Challenges —
- A) Answer these questions about the commit message on the LFSCK deadlock:
(i) Who is listed as the committer?
(ii) Between which two operations is there a potential deadlock race condition?
(iii) In step 2, how is the parent object marked in RAM because the LFSCK is referencing it?
- B) Retype the part of the commit message on the LFSCK deadlock that opens with the words containing "There is poten" and closes with "g in RAM also.".

Whamcloud - gitweb
LU-5395 lfsck: deadlock between LFSCK and destroy 73/11373/6
authorFan Yong <fan.yong@intel.com>
Sun, 13 Jul 2014 12:11:56 +0000 (20:11 +0800)
committerOleg Drokin <oleg.drokin@intel.com>
Fri, 5 Sep 2014 00:24:00 +0000 (00:24 +0000)
There is potential deadlock race condition between object
destroy and layout LFSCK. Consider the following scenario:

1) The LFSCK thread obtained the parent object firstly, at
   that time, the parent object has not been destroyed yet.

2) One RPC service thread destroyed the parent and all its
   children objects. Because the LFSCK is referencing the
   parent object, then the parent object will be marked as
   dying in RAM. On the other hand, the parent object is
   referencing all its children objects, then all children
   objects will be marked as dying in RAM also.

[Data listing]

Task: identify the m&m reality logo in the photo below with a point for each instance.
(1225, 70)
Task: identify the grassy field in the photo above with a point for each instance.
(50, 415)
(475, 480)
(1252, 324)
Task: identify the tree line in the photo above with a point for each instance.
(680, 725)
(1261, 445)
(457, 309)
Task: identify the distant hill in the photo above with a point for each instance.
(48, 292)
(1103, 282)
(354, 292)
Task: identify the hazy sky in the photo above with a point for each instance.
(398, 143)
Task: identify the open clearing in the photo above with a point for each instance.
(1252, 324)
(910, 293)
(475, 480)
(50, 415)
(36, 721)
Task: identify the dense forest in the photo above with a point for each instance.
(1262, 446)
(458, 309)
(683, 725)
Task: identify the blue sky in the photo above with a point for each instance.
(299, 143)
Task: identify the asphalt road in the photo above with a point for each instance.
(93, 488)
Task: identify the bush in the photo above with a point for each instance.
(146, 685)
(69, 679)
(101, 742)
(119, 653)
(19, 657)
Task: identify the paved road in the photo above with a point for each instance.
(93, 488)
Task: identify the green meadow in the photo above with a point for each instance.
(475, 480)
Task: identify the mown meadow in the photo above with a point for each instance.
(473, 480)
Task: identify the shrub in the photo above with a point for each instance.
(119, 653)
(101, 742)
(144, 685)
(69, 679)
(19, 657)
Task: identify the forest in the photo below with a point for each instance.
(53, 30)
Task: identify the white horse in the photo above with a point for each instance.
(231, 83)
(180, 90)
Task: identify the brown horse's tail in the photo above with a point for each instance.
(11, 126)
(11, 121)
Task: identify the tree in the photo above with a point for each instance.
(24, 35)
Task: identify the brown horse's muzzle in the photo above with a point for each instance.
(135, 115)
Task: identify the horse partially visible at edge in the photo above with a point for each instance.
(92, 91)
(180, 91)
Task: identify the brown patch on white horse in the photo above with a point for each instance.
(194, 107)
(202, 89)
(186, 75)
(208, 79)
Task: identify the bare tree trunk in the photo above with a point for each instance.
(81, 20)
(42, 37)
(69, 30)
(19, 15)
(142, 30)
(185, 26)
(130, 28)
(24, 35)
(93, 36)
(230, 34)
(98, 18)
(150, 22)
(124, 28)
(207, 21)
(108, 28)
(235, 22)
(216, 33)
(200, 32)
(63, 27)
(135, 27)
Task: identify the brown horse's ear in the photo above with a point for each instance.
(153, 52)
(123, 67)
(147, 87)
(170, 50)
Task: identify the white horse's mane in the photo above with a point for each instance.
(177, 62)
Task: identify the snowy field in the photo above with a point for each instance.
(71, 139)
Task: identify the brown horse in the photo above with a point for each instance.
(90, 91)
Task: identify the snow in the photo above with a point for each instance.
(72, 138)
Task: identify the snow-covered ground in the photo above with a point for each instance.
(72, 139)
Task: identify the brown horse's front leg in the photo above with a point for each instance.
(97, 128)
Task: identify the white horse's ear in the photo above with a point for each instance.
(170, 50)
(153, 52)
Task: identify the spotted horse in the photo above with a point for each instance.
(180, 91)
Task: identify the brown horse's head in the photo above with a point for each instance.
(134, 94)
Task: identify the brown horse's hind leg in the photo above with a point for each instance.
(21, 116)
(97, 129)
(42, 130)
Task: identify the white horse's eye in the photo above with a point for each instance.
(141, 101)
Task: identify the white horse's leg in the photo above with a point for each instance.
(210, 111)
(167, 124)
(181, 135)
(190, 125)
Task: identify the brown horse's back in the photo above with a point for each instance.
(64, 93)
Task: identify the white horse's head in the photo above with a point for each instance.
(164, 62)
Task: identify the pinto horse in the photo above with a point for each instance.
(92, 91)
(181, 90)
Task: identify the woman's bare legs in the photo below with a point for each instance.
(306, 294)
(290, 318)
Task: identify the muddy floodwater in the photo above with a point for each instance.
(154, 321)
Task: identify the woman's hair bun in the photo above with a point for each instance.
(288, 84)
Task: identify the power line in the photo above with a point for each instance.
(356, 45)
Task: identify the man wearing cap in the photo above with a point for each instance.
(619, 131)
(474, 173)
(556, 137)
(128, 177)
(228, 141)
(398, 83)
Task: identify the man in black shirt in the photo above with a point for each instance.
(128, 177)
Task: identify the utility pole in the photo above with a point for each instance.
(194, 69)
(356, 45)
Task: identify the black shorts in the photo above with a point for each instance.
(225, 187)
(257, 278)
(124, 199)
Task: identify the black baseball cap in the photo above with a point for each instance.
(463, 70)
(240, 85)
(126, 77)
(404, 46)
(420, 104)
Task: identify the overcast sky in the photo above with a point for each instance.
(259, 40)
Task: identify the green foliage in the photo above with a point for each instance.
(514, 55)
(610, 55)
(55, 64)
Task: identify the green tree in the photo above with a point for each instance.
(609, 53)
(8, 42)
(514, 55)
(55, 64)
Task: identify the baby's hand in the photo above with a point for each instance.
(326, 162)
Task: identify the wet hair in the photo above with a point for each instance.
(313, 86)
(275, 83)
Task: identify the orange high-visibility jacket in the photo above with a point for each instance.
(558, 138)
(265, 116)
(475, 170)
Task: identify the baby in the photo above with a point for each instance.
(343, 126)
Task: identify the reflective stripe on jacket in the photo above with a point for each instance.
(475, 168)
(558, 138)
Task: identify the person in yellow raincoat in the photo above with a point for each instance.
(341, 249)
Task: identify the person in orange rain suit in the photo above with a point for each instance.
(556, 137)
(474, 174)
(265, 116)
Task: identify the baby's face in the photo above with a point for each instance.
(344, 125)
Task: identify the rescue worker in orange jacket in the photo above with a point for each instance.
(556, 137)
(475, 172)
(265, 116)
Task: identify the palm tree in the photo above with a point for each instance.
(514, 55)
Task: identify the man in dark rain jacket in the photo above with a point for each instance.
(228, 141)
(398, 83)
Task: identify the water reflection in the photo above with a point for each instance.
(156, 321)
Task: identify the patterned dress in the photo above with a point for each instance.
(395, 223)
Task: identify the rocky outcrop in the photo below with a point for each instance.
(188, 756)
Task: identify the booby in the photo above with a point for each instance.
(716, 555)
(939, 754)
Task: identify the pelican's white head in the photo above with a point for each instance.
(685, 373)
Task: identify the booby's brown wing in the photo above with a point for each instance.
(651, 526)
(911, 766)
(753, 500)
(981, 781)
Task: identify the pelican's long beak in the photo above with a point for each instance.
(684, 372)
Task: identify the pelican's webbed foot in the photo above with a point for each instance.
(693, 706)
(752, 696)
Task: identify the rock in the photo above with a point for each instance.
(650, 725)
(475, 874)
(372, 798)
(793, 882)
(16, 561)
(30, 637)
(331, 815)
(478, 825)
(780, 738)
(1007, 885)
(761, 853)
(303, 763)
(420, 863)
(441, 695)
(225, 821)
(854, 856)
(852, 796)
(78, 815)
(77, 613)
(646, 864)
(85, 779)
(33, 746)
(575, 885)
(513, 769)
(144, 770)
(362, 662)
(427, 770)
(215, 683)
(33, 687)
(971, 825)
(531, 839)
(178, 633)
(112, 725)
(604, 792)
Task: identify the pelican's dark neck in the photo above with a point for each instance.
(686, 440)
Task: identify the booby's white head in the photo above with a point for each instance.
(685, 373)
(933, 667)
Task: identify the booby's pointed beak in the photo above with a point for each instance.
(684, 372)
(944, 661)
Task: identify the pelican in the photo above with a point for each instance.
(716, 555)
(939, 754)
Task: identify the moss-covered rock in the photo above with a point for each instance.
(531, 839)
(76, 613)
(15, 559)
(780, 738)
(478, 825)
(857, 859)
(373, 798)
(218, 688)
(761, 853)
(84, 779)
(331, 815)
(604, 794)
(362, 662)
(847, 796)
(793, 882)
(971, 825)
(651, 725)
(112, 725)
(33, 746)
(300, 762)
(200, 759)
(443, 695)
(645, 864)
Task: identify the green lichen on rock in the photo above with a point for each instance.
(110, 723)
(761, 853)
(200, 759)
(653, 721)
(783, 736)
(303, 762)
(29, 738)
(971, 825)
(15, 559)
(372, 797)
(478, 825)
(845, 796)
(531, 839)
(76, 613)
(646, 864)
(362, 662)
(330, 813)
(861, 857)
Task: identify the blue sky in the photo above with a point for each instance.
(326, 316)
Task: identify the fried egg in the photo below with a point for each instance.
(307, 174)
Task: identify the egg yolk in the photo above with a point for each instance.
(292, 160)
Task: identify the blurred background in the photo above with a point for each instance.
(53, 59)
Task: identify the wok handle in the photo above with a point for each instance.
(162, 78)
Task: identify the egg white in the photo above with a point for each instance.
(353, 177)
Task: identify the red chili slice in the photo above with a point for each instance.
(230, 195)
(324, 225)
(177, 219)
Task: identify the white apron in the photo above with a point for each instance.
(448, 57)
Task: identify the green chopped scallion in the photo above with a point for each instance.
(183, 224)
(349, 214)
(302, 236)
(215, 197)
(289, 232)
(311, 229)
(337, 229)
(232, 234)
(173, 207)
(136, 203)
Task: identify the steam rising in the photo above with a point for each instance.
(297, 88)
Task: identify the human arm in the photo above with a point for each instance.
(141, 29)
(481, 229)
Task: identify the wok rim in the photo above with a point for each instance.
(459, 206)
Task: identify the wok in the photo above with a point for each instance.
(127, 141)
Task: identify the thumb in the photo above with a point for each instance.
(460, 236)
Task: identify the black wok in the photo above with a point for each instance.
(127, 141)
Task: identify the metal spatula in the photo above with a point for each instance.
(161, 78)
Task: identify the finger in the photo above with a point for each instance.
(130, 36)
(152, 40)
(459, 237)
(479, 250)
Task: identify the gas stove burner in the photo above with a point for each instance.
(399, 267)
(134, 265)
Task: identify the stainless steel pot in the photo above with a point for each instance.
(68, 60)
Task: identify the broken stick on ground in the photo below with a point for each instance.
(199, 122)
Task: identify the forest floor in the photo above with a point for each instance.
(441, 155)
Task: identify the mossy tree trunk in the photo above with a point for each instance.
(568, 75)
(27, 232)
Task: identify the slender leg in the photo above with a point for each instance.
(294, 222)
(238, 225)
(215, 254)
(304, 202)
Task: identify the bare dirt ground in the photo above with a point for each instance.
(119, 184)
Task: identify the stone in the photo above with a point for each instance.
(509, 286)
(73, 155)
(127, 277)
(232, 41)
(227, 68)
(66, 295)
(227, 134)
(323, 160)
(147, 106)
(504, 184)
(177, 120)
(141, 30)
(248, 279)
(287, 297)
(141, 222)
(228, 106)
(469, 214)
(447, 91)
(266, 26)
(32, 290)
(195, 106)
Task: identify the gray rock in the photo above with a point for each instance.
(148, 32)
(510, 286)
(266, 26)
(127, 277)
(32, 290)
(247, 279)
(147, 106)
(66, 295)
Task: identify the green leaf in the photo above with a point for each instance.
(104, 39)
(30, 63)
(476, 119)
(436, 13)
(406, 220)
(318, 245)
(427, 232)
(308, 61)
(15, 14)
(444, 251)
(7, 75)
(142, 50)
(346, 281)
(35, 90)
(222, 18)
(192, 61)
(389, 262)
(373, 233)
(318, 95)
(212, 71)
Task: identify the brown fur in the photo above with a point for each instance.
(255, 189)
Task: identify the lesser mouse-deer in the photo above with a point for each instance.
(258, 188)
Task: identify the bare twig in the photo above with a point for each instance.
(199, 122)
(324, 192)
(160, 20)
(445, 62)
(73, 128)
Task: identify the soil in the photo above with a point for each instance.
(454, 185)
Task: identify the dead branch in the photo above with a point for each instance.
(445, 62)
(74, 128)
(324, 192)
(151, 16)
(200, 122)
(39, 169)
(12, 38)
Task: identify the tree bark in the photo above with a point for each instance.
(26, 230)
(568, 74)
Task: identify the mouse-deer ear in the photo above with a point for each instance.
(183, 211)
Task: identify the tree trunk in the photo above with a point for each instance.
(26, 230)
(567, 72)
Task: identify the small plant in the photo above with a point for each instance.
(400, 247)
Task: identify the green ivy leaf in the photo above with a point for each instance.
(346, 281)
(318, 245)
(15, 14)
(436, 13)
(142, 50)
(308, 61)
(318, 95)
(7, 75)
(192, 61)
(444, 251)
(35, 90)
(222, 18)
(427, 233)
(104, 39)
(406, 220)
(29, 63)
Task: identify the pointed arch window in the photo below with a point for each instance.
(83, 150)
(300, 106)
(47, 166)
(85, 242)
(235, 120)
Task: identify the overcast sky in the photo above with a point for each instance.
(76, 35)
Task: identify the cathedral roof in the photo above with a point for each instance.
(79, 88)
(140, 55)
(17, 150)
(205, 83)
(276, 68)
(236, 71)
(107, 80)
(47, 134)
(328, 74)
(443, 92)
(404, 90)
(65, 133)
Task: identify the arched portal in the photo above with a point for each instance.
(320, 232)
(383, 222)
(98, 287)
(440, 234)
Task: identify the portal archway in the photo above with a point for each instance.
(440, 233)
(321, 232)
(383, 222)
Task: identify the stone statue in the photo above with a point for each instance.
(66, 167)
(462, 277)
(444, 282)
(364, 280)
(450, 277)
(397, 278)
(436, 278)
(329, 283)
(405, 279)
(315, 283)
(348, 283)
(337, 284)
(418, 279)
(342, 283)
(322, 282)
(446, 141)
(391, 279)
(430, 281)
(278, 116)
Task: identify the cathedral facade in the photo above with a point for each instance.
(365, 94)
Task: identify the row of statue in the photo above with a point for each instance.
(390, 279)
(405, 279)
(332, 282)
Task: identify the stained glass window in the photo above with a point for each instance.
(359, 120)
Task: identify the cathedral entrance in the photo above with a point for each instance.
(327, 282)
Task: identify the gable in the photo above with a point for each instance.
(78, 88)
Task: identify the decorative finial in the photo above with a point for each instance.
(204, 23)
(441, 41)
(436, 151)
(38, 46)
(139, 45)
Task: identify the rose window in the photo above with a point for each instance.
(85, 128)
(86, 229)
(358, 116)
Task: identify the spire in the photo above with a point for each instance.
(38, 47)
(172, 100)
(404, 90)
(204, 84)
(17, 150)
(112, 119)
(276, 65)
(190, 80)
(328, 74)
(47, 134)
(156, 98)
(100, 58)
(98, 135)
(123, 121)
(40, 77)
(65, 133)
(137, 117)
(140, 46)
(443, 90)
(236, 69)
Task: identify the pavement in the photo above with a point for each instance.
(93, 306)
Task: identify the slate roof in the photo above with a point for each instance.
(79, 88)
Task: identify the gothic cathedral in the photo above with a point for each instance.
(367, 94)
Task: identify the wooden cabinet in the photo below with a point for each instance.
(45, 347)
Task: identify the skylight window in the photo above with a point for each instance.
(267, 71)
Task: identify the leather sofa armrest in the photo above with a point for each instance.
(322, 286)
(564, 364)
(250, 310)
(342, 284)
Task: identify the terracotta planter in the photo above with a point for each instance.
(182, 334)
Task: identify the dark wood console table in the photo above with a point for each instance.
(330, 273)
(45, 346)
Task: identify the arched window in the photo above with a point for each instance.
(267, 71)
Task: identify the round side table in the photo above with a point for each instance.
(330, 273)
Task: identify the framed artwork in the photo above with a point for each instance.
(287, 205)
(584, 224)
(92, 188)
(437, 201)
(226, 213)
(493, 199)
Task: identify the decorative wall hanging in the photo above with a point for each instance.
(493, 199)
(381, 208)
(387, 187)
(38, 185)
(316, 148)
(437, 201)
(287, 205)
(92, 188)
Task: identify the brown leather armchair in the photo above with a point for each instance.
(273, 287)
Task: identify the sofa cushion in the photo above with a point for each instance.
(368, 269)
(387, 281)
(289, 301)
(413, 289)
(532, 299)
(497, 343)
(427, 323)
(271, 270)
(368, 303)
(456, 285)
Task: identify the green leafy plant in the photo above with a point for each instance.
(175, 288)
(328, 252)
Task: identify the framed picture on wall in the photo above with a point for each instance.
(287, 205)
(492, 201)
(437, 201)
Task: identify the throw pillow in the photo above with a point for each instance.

Answers —
- A)
(i) Oleg Drokin
(ii) Object destroy and layout LFSCK
(iii) As dying

- B)
There is potential deadlock race condition between object
destroy and layout LFSCK. Consider the following scenario:

1) The LFSCK thread obtained the parent object firstly, at
   that time, the parent object has not been destroyed yet.

2) One RPC service thread destroyed the parent and all its
   children objects. Because the LFSCK is referencing the
   parent object, then the parent object will be marked as
   dying in RAM. On the other hand, the parent object is
   referencing all its children objects, then all children
   objects will be marked as dying in RAM also.